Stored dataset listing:
--- start ---

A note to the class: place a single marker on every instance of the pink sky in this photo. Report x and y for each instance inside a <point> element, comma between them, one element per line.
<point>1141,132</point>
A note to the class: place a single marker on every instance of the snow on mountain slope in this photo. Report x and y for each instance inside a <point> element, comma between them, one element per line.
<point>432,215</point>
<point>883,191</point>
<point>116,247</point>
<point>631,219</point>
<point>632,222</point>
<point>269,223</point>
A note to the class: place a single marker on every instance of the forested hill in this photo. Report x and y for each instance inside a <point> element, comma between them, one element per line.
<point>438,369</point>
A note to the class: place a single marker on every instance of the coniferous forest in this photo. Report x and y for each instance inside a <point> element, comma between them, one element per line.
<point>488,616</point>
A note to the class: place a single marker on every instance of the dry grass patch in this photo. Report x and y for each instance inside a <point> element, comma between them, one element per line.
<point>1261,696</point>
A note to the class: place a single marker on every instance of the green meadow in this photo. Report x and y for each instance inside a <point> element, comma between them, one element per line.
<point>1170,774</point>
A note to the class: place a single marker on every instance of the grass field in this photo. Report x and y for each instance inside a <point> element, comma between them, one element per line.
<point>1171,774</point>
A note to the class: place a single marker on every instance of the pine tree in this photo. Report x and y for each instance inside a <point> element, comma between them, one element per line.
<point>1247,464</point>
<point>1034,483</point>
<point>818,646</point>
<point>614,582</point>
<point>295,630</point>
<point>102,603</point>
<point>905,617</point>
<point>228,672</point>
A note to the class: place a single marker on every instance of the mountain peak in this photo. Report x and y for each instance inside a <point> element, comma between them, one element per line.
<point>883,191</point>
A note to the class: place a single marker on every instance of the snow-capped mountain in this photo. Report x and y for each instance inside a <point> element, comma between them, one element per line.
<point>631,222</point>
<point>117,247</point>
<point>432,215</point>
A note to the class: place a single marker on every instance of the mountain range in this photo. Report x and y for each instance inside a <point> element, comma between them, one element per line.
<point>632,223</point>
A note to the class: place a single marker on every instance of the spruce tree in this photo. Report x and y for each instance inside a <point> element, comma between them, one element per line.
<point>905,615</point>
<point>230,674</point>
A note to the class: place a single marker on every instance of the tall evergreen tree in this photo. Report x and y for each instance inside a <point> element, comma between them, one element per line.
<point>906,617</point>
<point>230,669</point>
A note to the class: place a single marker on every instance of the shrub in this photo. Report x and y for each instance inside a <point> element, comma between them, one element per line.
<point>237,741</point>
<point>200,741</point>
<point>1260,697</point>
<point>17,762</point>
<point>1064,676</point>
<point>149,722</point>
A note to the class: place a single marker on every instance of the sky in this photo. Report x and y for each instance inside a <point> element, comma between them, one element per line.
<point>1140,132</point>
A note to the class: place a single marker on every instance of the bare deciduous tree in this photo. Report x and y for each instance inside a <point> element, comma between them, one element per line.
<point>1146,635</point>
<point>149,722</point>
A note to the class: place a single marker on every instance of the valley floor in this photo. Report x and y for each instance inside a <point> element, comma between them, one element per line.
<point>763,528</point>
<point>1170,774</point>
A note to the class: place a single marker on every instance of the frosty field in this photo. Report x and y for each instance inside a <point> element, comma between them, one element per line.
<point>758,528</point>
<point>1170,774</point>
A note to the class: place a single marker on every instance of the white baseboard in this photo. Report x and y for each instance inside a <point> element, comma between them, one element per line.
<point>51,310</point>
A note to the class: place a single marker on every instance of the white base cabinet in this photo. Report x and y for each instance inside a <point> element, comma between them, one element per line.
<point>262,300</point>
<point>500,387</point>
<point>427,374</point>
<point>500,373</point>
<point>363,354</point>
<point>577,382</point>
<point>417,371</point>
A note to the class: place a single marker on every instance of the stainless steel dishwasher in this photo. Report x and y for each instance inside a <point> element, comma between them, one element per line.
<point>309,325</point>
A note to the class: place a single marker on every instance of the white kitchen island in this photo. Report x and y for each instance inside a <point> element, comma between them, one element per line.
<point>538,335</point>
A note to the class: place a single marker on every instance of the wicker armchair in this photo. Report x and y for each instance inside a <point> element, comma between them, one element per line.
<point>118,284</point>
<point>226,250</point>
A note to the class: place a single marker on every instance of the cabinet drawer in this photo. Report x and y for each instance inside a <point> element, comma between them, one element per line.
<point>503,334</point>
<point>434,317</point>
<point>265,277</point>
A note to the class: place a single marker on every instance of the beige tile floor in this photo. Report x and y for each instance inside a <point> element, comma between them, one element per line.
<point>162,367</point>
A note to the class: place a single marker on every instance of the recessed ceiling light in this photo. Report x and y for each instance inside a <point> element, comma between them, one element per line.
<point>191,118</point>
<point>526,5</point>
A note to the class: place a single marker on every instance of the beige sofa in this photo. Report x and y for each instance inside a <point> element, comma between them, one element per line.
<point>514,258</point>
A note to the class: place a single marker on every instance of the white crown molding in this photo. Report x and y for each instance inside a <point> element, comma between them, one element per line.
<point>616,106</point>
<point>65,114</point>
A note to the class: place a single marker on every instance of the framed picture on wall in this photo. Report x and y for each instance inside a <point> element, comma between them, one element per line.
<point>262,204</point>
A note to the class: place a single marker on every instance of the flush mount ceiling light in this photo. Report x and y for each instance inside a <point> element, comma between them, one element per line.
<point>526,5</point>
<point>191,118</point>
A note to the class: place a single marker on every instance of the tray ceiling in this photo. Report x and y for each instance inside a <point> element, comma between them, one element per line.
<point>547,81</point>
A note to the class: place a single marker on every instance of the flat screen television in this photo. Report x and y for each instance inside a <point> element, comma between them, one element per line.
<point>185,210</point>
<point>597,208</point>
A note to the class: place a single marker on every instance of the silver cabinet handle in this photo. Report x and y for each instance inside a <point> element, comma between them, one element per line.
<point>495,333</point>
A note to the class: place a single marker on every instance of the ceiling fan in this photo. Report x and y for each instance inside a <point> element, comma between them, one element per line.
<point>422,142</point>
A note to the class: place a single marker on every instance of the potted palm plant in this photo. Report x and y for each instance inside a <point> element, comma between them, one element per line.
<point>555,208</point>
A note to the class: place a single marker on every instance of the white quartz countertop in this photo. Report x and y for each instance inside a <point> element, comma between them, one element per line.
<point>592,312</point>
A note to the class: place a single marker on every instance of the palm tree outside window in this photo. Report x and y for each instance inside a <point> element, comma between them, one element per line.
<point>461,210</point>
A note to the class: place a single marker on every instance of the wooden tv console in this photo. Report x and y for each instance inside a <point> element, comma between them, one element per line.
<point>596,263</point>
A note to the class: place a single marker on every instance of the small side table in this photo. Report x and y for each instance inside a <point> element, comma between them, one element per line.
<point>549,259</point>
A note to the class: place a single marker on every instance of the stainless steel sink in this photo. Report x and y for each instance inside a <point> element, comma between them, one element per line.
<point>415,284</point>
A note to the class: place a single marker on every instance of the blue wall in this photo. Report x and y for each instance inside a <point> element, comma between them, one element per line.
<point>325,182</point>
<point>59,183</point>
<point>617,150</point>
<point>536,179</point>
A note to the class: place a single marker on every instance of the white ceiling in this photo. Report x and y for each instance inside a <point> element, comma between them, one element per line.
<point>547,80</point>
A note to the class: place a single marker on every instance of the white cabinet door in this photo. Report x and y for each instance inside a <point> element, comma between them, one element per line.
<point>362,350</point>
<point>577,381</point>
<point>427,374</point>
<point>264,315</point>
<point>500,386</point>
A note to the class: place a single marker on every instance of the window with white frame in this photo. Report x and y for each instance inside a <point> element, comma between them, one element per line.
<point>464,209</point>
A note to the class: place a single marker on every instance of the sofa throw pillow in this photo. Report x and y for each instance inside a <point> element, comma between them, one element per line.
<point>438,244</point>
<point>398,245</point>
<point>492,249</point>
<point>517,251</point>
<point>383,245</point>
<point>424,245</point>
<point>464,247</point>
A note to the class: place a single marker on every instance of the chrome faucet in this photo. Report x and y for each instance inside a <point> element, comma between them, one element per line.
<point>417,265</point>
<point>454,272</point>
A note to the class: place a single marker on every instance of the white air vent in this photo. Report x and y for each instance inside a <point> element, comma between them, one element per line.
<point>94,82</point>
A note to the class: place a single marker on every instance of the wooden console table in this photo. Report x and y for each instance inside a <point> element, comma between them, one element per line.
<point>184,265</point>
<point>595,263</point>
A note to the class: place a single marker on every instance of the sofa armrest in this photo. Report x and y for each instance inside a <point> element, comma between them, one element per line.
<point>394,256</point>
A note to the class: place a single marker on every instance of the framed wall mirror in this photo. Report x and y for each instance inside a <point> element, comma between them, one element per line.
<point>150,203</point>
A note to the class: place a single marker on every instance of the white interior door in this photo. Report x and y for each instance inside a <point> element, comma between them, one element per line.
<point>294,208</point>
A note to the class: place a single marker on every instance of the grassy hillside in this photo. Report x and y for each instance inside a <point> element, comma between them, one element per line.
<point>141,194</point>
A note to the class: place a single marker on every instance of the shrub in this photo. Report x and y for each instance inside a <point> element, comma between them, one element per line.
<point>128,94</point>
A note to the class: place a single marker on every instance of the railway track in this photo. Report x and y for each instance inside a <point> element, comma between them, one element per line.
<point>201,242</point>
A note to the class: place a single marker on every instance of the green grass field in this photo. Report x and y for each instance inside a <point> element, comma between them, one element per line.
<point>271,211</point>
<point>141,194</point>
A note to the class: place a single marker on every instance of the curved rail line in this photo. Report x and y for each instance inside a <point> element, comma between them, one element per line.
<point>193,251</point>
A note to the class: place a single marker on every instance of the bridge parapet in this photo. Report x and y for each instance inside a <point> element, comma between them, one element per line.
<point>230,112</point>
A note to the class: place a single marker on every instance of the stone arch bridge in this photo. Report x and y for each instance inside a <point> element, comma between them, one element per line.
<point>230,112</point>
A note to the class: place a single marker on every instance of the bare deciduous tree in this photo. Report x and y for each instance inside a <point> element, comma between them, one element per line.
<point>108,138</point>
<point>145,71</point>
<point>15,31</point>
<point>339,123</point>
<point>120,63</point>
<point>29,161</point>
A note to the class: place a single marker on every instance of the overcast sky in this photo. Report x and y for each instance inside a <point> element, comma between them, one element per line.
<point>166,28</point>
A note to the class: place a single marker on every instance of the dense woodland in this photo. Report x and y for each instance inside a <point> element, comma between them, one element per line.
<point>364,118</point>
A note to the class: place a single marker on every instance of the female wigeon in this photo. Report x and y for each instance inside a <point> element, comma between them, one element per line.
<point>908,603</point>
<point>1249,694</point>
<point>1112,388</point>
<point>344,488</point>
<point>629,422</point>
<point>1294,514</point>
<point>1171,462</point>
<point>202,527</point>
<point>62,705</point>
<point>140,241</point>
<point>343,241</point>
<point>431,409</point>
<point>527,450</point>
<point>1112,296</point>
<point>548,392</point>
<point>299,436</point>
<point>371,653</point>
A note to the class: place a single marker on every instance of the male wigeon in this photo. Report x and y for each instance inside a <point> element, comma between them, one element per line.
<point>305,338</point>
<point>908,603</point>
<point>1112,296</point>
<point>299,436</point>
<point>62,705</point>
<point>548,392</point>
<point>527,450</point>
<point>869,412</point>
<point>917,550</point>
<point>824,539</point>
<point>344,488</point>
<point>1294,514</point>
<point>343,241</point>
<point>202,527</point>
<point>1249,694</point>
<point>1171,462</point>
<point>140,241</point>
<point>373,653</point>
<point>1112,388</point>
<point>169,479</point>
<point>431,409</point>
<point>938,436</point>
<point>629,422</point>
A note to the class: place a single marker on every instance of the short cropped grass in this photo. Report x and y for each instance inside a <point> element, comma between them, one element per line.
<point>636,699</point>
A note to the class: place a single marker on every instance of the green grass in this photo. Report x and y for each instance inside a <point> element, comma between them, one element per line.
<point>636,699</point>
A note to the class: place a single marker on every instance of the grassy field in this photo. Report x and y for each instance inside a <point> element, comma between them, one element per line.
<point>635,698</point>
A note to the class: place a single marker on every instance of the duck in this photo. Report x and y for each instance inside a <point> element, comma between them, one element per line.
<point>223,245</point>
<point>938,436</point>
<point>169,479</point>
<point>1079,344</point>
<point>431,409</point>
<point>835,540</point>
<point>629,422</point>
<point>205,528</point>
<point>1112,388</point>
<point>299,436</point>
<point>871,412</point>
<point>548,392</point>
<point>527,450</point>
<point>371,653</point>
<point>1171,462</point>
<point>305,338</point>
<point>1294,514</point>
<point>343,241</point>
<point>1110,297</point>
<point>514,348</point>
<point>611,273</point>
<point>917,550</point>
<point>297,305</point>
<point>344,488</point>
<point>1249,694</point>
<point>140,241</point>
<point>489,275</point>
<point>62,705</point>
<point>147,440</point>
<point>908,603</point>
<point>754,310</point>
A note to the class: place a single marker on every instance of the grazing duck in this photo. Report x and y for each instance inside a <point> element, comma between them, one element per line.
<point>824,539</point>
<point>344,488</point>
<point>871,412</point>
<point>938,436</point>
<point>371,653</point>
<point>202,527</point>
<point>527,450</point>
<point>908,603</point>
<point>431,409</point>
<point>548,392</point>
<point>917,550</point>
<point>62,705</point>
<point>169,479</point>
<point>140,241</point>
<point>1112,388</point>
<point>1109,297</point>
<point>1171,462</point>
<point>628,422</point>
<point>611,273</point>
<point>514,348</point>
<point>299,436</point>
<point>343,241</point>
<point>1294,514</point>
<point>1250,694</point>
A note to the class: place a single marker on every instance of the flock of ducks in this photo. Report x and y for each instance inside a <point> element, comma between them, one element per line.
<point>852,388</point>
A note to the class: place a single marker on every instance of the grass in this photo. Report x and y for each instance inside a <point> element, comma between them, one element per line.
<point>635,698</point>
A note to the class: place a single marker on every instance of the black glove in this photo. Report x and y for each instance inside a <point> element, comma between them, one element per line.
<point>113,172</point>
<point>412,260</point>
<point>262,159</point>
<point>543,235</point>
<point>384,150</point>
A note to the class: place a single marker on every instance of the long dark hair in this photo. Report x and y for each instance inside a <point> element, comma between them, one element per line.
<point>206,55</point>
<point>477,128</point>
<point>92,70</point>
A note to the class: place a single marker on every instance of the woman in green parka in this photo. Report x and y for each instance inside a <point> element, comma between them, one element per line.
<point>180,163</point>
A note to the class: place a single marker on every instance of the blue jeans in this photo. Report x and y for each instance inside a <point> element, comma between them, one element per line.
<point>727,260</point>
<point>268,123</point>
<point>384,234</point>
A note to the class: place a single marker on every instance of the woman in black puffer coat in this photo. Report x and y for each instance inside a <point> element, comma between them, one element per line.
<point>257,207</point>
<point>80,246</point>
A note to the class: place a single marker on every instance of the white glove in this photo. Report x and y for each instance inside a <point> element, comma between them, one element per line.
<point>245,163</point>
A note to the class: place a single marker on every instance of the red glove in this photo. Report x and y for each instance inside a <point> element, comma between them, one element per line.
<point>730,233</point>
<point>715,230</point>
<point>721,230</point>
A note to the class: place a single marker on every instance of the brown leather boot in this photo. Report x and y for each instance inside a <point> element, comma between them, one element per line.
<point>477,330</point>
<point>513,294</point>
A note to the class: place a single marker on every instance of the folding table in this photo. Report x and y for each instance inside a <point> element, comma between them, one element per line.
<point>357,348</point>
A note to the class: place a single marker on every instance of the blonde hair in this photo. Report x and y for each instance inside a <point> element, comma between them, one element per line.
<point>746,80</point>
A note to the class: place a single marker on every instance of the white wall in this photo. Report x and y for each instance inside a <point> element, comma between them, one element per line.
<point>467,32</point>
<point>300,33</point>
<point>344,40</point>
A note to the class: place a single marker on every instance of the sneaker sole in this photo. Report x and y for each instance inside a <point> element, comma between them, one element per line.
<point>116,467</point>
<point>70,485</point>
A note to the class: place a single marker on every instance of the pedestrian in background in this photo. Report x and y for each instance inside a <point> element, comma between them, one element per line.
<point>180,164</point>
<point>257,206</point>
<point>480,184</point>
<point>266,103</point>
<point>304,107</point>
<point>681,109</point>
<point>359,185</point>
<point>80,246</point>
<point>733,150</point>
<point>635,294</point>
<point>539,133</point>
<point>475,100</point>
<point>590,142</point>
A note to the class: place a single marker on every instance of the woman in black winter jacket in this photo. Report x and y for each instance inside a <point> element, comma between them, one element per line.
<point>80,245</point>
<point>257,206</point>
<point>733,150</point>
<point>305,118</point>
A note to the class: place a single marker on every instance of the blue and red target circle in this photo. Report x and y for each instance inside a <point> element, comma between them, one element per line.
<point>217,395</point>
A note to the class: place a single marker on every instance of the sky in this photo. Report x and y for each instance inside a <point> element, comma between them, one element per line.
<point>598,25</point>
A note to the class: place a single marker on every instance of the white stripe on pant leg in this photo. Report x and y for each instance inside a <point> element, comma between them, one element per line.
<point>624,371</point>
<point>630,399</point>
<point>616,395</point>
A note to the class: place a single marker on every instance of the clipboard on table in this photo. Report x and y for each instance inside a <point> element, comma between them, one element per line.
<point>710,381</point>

--- end ---

● **Stated task**
Copy word for word the part of the listing that begins at the line containing "of the wicker" and continues through the line containing "<point>265,277</point>", including both of those lines.

● **Output of the exercise**
A note to the class: place a single marker on every instance of the wicker armchair in this photo. Report x and y for each instance inside a <point> element, comma between them, one element per line.
<point>118,284</point>
<point>226,250</point>
A note to the class: place a single marker on every instance of the cabinet drawer in this photo. Report x and y for each instance inside a <point> element, comma between them, one element per line.
<point>503,334</point>
<point>434,317</point>
<point>265,277</point>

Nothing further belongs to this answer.